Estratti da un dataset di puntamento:
● ● ● ● ● ● ●
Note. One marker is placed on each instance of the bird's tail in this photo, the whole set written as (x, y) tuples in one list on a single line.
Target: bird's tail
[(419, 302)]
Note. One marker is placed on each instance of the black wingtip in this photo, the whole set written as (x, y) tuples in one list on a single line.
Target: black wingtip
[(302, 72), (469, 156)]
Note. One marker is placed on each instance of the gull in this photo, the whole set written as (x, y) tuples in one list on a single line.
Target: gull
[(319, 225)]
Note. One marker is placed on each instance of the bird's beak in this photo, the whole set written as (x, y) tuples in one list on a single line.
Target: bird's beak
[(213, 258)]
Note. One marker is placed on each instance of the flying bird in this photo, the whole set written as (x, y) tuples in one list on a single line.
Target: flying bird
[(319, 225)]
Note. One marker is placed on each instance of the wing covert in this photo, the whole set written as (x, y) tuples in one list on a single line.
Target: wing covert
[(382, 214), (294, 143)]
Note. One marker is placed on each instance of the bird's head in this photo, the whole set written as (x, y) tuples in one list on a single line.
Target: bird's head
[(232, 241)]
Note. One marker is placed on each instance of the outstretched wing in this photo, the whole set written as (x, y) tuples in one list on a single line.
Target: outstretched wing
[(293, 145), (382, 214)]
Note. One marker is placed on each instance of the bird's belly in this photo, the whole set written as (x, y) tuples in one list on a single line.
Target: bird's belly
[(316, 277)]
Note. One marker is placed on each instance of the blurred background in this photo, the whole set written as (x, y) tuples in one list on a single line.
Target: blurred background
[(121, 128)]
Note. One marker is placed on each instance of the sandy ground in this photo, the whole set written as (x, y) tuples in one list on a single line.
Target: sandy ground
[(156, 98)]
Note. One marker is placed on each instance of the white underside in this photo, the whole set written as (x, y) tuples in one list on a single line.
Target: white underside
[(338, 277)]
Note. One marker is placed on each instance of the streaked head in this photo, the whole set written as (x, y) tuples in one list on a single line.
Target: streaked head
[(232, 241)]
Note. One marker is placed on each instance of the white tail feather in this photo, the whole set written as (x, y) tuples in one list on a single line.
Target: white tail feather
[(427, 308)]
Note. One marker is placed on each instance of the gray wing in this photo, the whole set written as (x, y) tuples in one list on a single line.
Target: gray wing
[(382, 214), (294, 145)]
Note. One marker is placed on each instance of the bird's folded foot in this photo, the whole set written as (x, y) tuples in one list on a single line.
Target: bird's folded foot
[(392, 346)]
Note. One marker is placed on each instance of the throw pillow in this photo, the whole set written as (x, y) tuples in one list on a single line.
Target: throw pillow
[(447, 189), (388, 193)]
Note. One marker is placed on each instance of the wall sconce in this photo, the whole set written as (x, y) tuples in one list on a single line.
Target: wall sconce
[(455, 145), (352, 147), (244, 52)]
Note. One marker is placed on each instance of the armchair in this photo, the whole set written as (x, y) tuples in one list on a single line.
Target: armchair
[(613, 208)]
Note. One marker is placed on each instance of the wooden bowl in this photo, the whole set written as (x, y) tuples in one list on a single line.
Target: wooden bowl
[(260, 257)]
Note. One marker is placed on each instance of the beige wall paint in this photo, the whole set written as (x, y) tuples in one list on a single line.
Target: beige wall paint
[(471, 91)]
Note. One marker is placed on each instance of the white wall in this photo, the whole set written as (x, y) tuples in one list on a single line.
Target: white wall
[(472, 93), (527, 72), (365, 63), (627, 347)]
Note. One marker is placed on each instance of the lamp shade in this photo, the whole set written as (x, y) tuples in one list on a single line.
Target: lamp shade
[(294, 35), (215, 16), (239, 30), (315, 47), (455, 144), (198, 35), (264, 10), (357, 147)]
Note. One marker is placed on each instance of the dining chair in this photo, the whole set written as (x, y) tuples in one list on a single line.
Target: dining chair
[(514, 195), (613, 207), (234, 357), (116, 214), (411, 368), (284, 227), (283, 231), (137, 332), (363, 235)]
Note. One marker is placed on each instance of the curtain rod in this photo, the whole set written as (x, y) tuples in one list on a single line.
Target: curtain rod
● ● ● ● ● ● ●
__COSA FARE__.
Riscrivi tutto ciò che va dalla riga che contiene "Note. One marker is placed on each instance of the streaked" giù fino a quella che contiene "[(382, 214), (294, 145)]", estremi inclusi e con le righe di richiesta, ma moltiplica per 1,8 ogni coordinata delle risposte. Arrotonda ogni risultato all'intero, con le metà per eccesso.

__RISULTATO QUI SOTTO__.
Note. One marker is placed on each instance of the streaked head in this photo, the whole set written as (x, y) tuples in one list on a single line.
Target: streaked head
[(418, 434)]
Note. One marker is placed on each instance of the white tail feather in this photo, the whole set written as (x, y) tuples in one list on a single line.
Target: white tail feather
[(769, 554)]
Note. One marker is placed on each instance of the gray wing in this photo, the whole set written as (x, y) tuples in one list on a single line.
Target: gray wing
[(688, 385), (529, 261)]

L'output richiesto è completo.